### [Énoncé A]
Recopiez à l'identique le passage de l'extrait sur le Myanmar qui commence par « Maisons jumelées au » et se poursuit jusqu'à « 18 juin 2019) ».
### [Énoncé B]
D'après l'extrait sur le Myanmar, quelle part des sièges parlementaires la constitution de 2008 a-t-elle réservée au Tatmadaw ?

### [Extrait présenté]
▬▬▬

Selon le Human Rights Watch, pendant cette période, et durant les décennies à venir, l’armée commis de nombreuses violations des droits de l’Homme largement documentés, incluant des « exécutions sommaires répandues, pillages, tortures, viols et autres violences sexuelles, arrestations arbitraires et tortures, travaux forcés, recrutements d’enfants soldats, le déplacement de populations et la démolition de villages entiers » faisant parties des opérations contre les groupes d’opposition armés des minorités ethniques. Jolliffe assure que ces actions ont laissé des cicatrices durables sur les communautés ethniques du pays.
« Encore aujourd’hui, certaines personnes continuent de cacher des choses, enterrent de la nourriture et s’installent sur des sites désignés afin d’éviter les patrouilles militaires birmanes », dit-il.
Maisons jumelées au camp de l’église Lisu à Namtu pour personnes déplacées. Plus de 200 personnes vivent dans le camp, qui a été créée en juillet 2006 après le début des combats entre les OEA de la région. (Namtu, 18 juin 2019)
La guerre civile s’éternisa durant les années 1970 et 1980, épuisant les ressources de nombreux groupes ethniques. Dans les années 1990, beaucoup de groupes ethniques armés ne purent plus résister aux attaques militaires intensifiées et procédèrent à des accords de cessez-le-feu. Par la suite, certains de ces accords furent brisés, tandis que d’autres conduisirent à la formation de nouveaux groupes armés. Certains dirigeants ethniques furent poussés à signer des accords grâce à des privilèges et des bénéfices économiques, les transformant en milices soutenues par Tatmadaw, le plus souvent dans des zones ethniques.
Un autre point de discorde majeur entre les groupes ethniques et l’armée fut l’ébauche de la constitution de 2008, dont la version finale fait toujours loi au Myanmar de nos jours.
Ce document créa de nombreux changements : il transforma certains groupes armés en milices pour le compte de Tatmadaw, les plaçant sous le contrôle direct de l’armée birmane. Il légiféra également l’interdiction de se présenter aux élections présidentielles pour toute personne mariée à quelqu’un n’étant pas un citoyen du Myanmar. Cela signifiait qu’Aung San Suu Kyi, fille du héros révolutionnaire Aung San et dirigeante de la National League for Democracy (la ligue nationale pour la démocratie) – un parti d’opposition majeur – ainsi que la veuve d’un citoyen britannique, ne pourrait jamais devenir présidente.
Il réserva également 25 % des sièges parlementaires – assez pour avoir un droit de veto sur n’importe quelle loi – au Tatmadaw. Ceci, expliqua Jolliffe, a été fait pour « sécuriser le pouvoir de l’armée » et s’assurer que les mouvements vers la centralisation restent sous le contrôle du Tatmadaw.
« Concrètement, la constitution est encore très centralisée. C’est un problème pour les groupes armés », dit-il.
Des organisations internationales ont condamné la nouvelle constitution, incluant Amnesty International, qui a décrit le document comme une « volonté d’ébranler le respect des droits de l’homme et d’ancrer le régime et l’impunité militaire ». Des groupes locaux, dont la National League for Democracy, All Burma Monks’ Alliance, (la ligue nationale pour la démocratie, l’alliance des moines birmans) des organisations ethniques armées et d’autres ont également rejeté la législation.

▬▬▬

### [Données sources]
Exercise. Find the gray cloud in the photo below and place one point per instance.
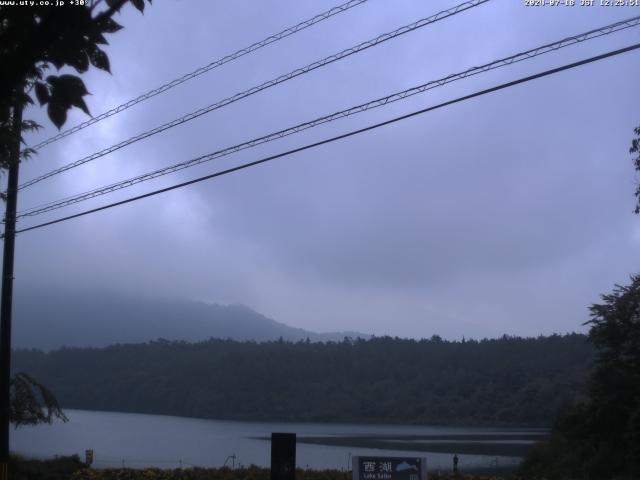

▬▬▬

### [Réponse attendue A]
Maisons jumelées au camp de l’église Lisu à Namtu pour personnes déplacées. Plus de 200 personnes vivent dans le camp, qui a été créée en juillet 2006 après le début des combats entre les OEA de la région. (Namtu, 18 juin 2019)

### [Réponse attendue B]
25 % des sièges parlementaires.